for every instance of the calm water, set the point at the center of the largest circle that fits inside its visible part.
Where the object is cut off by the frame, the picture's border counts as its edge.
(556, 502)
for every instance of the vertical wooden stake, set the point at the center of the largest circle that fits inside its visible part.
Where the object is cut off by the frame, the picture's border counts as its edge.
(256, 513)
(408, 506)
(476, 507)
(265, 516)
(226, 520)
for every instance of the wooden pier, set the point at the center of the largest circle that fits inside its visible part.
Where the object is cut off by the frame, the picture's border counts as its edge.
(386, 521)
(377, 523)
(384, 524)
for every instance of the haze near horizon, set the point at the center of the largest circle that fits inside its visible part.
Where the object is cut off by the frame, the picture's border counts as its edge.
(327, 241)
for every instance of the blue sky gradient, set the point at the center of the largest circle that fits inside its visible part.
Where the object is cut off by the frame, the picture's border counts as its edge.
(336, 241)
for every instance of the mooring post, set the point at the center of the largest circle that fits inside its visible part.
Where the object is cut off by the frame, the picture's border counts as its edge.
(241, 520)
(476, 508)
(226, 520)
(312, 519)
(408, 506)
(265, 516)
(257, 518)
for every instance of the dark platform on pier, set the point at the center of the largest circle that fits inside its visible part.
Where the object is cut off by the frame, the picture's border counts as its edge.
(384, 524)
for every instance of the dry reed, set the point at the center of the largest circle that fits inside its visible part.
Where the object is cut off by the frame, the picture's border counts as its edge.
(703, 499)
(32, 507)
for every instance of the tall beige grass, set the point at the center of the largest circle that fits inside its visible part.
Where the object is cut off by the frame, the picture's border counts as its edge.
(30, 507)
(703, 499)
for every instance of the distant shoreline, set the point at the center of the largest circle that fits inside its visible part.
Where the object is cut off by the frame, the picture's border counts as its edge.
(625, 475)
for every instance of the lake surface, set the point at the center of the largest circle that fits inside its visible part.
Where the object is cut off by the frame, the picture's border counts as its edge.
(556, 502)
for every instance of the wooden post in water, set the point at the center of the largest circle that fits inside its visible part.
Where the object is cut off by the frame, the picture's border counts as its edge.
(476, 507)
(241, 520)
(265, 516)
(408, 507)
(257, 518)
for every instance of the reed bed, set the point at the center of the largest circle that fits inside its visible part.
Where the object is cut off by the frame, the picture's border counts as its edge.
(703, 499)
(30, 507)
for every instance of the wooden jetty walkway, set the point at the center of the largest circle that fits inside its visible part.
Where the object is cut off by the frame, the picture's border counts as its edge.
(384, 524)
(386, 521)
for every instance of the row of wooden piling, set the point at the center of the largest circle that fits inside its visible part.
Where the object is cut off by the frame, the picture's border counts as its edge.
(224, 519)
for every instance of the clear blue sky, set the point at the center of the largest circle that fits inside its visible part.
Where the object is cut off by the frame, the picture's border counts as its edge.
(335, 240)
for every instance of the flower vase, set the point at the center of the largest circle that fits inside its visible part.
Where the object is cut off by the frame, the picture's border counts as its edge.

## Activity
Return the lines above that include the string "wooden".

## Output of the task
for every instance of the vertical wooden stake, set the point at the center of the largest circle that fits inside its visible part.
for every instance of the wooden pier, set the point at the center of the largest circle that fits inside its visible part.
for every instance of the wooden post in water, set the point at the center of the largest circle that fits inside its visible part.
for every instance of the wooden jetty walkway, set the point at the center of the largest circle that fits inside its visible part.
for every instance of the row of wooden piling, set the point at the center of the largest circle that fits inside its visible part.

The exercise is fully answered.